** SELECTED EXTRACT **

------------

Tate points out that Apple still won’t approve Pulitzer-winning political cartoonist Mark Fiore’s Tiger Woods app:

But that doesn’t appear to be true: MSNBC cartoonist Mark Fiore’s app of Tiger Woods cartoons is still banned after being rejected in late April, after Fiore’s app was reinstated and after Apple supposedly changed the ridicule policy, which was cited by Apple in its rejection letter to Fiore.

Here’s the broader point:

No, Jobs’ issue seems to be thinking Apple can and should write the moral code for the tens of millions of global iPhone and iPad customers, who hail from a hugely diverse array of backgrounds. To the extent those customers do share values, it’s that they tend to pride themselves on their tolerance for how other people express themselves, and on how eclectic and unpredictable their own tastes are. Shackling them to a sadly homogenized digital marketplace built around Jobs’ personal tastes — grossly violent movies are OK, line-drawings of breasts in the 17-years-and-older section are verboten — seems to fly in the face of the CEO’s professional responsibilities. Both commercial and, yes, moral.

Wall Street Journal columnist Jason Zweig writes about Dow 10,000, which is something of an evergreen financial-press story:

Last week, the Dow Jones Industrial Average rose above 10000—again. Since March 16, 1999, when it first touched 10000 in intraday trading, the Dow has bounced over that threshold and back 63 times. This Friday, the index closed 219.6 points below where it stood exactly 11 years ago.

------------

** MATERIAL PROVIDED **
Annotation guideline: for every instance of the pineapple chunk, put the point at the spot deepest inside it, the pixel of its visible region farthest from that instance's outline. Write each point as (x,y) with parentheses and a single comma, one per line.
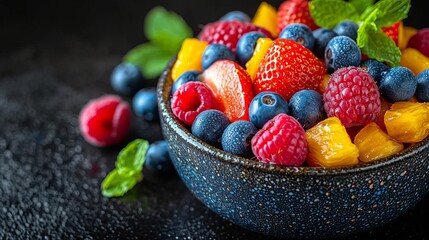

------------

** PROBLEM SET **
1. Summarize the excerpt on Apple's app policy and Dow 10,000 in two sentences.
2. In the excerpt on Apple's app policy and Dow 10,000, how many times has the Dow bounced over the 10000 threshold and back since March 16, 1999?
3. Continue the excerpt on Apple's app policy and Dow 10,000 from the point where it stops.

** ANSWERS TO THE PROBLEMS **
1. Mark Fiore's app of Tiger Woods cartoons is still banned after its late-April rejection, even though Apple supposedly changed the ridicule policy it cited. The excerpt argues that Jobs wrongly thinks Apple should write the moral code for its diverse global customers, and it also points to a Wall Street Journal column noting that the Dow has crossed 10000 and back 63 times since March 16, 1999.

2. 63 times.

3.
But not really. Dow “10,000” today is more like Dow 7,641, when you take inflation into account. As Zweig’s colleague E.S. Browning wrote earlier this year:

Controlling for inflation takes extra work and makes stock gains look punier, so it is easy to see why stock analysts almost never do it. The media almost never do it either.

Ain’t that the truth. Weirdly, Zweig brings up inflation to talk about an old bear market:

Of course, financial history doesn’t repeat itself—and even when it rhymes, the sounds can be almost unrecognizable. Inflation, at roughly 7% annually, was much higher from 1966 to 1982 than it is today, devouring all the return on stocks.

But he doesn’t note inflation’s effect on Dow 10,000 itself.

For more on this, see The Real Dow, The Really Real S&P 500, and The Press Misleads on a Gold “Record.”

— Here’s an interesting datapoint from Zweig’s column:

And during the 1970s, according to an analysis for The Wall Street Journal by Wharton Research Data Services at the University of Pennsylvania, the Dow captured only about 15% of the total value of U.S. stocks, versus 30% today.

In other words, the biggest thirty or so corporations in America are capturing twice as much of the value in equity markets as they were four decades ago.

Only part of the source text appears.